## Article
==========
# Jack arrested for DUI



## girllovesthegame (Nov 3, 2005)

> New Orleans Hornets guard Jarrett Jack, who helped lead Georgia Tech to the 2004 NCAA title game, was arrested in Gwinnett County early Sunday on charges of DUI, speeding and failure to maintain lane, police said.
> 
> Jack, 27, who lives in Atlanta, was stopped in a black Mercedes-Benz shortly after 4 a.m. for speeding on U.S. 78 westbound near McGee Road, Snellville police said. He was driving 66 in a 45 mph zone, police said.
> 
> "The officer paced the vehicle, verifying that it was speeding, and observed the vehicle cross the center line and the fog line," Snellville Police Chief Roy Whitehead wrote in an email. "He stopped the vehicle and smelled an odor of alcoholic beverage coming from the driver, Jarrett Matthew Jack. He conducted field sobriety tests, which Mr. Jack failed."


http://www.ajc.com/sports/georgia-tech/former-tech-star-jarrett-847134.html

:nonono:


----------



## Tooeasy (Nov 4, 2003)

bad news, but based on the non functioning breathalyzer at the scene and him blowing under the legal limit when he was tested at the station I doubt he will be found guilty of DUI. Maybe negligent driving or something. Athletes get themselves top notch attorneys that can take cases like this and come out on top almost every time.


----------
==========
## Problem description
Repeat, word for word, the stretch of the DUI arrest thread from "# Jack arrested" through "lane, police said.".

## Data lines
==========
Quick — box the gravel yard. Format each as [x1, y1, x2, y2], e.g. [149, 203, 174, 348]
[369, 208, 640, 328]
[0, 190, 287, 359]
==========
## Solution for this exercise
# Jack arrested for DUI



## girllovesthegame (Nov 3, 2005)

> New Orleans Hornets guard Jarrett Jack, who helped lead Georgia Tech to the 2004 NCAA title game, was arrested in Gwinnett County early Sunday on charges of DUI, speeding and failure to maintain lane, police said.